Rescale the lines from the one containing "Question. Spot each instance of the knuckle" through the end of the records and give them all again, requests included. Multiply every point coordinate in the answers by 0.8 and round to whole numbers with halves up, but leave the requests and their format samples unchanged.

************

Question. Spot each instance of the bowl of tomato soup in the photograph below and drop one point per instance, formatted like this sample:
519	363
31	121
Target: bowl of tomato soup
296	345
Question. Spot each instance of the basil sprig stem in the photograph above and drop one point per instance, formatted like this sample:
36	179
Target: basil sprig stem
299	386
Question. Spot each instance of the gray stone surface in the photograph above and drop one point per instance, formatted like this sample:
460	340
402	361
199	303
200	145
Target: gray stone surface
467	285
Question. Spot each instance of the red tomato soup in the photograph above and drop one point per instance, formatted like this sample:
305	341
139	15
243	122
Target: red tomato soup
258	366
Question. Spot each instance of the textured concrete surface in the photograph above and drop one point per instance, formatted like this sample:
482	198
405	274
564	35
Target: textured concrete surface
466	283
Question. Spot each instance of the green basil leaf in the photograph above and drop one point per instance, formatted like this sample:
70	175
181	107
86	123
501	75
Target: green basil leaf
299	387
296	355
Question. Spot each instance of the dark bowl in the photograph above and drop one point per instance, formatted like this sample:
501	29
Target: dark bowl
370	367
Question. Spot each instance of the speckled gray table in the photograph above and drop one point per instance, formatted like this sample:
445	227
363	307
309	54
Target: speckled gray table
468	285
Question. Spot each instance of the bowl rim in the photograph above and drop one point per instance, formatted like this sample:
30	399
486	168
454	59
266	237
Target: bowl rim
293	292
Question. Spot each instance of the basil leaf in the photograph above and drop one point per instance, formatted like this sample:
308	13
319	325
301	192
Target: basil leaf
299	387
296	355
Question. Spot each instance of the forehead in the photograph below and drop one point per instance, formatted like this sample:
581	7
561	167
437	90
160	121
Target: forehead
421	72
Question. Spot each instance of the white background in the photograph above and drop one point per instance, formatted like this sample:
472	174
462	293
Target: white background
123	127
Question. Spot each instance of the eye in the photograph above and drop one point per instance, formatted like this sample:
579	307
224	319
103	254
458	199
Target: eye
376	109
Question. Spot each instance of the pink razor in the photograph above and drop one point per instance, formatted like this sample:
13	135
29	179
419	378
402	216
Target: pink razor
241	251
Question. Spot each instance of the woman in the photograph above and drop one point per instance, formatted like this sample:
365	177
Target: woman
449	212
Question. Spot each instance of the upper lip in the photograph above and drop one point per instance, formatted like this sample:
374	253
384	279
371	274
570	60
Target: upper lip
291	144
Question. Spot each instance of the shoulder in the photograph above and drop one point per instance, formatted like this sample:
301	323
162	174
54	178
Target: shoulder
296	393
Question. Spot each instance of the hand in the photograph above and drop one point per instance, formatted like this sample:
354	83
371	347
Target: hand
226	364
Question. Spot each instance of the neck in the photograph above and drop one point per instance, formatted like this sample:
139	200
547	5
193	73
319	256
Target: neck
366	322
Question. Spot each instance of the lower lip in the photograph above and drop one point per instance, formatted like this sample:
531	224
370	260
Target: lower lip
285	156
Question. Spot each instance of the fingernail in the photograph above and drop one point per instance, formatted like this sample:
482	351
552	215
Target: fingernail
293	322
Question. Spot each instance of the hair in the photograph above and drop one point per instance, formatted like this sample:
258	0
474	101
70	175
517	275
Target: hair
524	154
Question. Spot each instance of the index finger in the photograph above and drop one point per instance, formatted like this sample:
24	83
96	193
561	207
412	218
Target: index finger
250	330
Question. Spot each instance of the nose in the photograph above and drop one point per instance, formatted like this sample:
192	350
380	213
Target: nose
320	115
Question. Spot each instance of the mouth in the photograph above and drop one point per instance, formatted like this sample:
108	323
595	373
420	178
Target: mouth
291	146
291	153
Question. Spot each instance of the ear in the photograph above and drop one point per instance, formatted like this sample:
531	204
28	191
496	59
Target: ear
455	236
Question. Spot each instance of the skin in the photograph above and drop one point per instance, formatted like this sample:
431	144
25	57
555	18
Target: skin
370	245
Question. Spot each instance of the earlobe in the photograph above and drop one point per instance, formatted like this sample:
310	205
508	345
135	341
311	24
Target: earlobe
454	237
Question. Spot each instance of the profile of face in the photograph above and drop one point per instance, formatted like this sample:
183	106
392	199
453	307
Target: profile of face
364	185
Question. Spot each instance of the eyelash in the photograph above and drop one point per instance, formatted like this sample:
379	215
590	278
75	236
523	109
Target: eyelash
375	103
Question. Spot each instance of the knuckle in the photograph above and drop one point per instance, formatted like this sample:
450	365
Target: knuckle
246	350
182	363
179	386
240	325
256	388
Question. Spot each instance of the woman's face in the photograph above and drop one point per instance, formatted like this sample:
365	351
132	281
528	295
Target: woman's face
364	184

************

FULL SOLUTION:
Question. Spot each instance of the knuckle in the photograph above and drop one point per instance, formatted like this sample:
450	365
Target: knuckle
197	280
146	290
143	309
192	260
205	310
Question. Spot each instance of the woman's face in the photograph above and drop one point per instance, formatted like this sample:
365	351
132	281
528	295
Target: woman's face
291	147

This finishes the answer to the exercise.